### Document source
A la suite d’une enquête menée par la DGCCRF entre 2013 et 2016 auprès des franchisés du réseau de restaurants Pizza Sprint, le ministre de l’Économie a saisi le tribunal de commerce en nullité de la clause d’intuitu personae des contrats types de franchise.
La clause d’intuitu personae prévoyait l'obligation pour le franchisé d'informer le franchiseur de tout projet ayant une incidence sur la répartition actuelle de son capital ou de celui de son principal actionnaire, ou dans l'identité de ses dirigeants effectifs, au minimum deux mois avant la réalisation de l'opération projetée et conférait au franchiseur, en ce cas, la possibilité de constater la rupture anticipée en manifestant son intention par lettre recommandée au franchisé, adressée au minimum un mois avant l'opération projetée.
Le ministre de l'Economie soutenait que, par cette clause, le franchiseur soumettait ou tentait de soumettre les franchisés à des obligations créant un déséquilibre significatif entre leurs droits et obligations.
Il en demandait donc la nullité sur le fondement de l’ancien article L.442-6 I 2° du Code de commerce qui sanctionne les pratiques restrictives de concurrence.
La Cour de cassation approuve la Cour d’appel de prononcer la nullité de la clause d’intuitu personae.
La Cour de cassation juge que les deux éléments constitutifs de la pratique restrictive de concurrence sont caractérisés en l’espèce. D’une part, la soumission ou la tentative de soumission, et d’autre part, l’existence d’obligations créant un déséquilibre significatif entre les droits et obligations du franchiseur et des franchisés.
D’abord, la soumission ou tentative de soumission implique la caractérisation de l’absence de négociation effective.
Celle-ci nécessite une analyse concrète de la situation des parties qui doit permettre au magistrat de déterminer si les candidats à la franchise avaient ou non un pouvoir réel, concret, de négociation.
Le franchiseur soutenait que si les trente contrats de franchise versés aux débats n’avaient pas été négociés, ce n’est pas pour autant qu’ils n’étaient pas négociables.
En d’autres termes, le franchiseur prétendait que si les contrats n’avaient pas été négociés c’est parce que les candidats à la franchise avaient choisi de ne pas les négocier alors même qu’ils le pouvaient. Cet argument fut inopérant.

### Données fournies
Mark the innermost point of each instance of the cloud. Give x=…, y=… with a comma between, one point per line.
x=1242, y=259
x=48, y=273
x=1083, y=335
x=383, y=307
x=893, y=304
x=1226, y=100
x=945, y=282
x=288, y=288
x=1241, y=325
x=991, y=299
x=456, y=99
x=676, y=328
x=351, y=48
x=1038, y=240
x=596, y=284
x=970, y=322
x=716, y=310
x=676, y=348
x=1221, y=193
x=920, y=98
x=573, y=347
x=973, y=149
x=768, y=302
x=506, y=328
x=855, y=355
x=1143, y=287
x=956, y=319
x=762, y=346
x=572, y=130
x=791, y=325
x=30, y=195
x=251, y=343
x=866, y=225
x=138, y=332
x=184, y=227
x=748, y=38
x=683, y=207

### Consignes
A) Résumez le document source en deux phrases.
B) Traduisez en anglais, s'il vous plaît, cette phrase du document source : « Le ministre de l'Economie soutenait que, par cette clause, le franchiseur soumettait ou tentait de soumettre les franchisés à des obligations créant un déséquilibre significatif entre leurs droits et obligations. »
Vous n'aurez besoin d'aucune des lignes.

### Résultats obtenus
A) À la suite d'une enquête de la DGCCRF auprès des franchisés du réseau Pizza Sprint, le ministre de l'Économie a demandé la nullité de la clause d'intuitu personae des contrats types de franchise, qu'il jugeait créatrice d'un déséquilibre significatif entre les droits et obligations des parties. La Cour de cassation approuve la cour d'appel d'avoir prononcé cette nullité et juge caractérisés la soumission ou tentative de soumission ainsi que le déséquilibre significatif, l'argument du franchiseur selon lequel les contrats restaient négociables étant jugé inopérant.

B) The Minister of the Economy argued that, through this clause, the franchisor subjected or attempted to subject the franchisees to obligations creating a significant imbalance between their rights and obligations.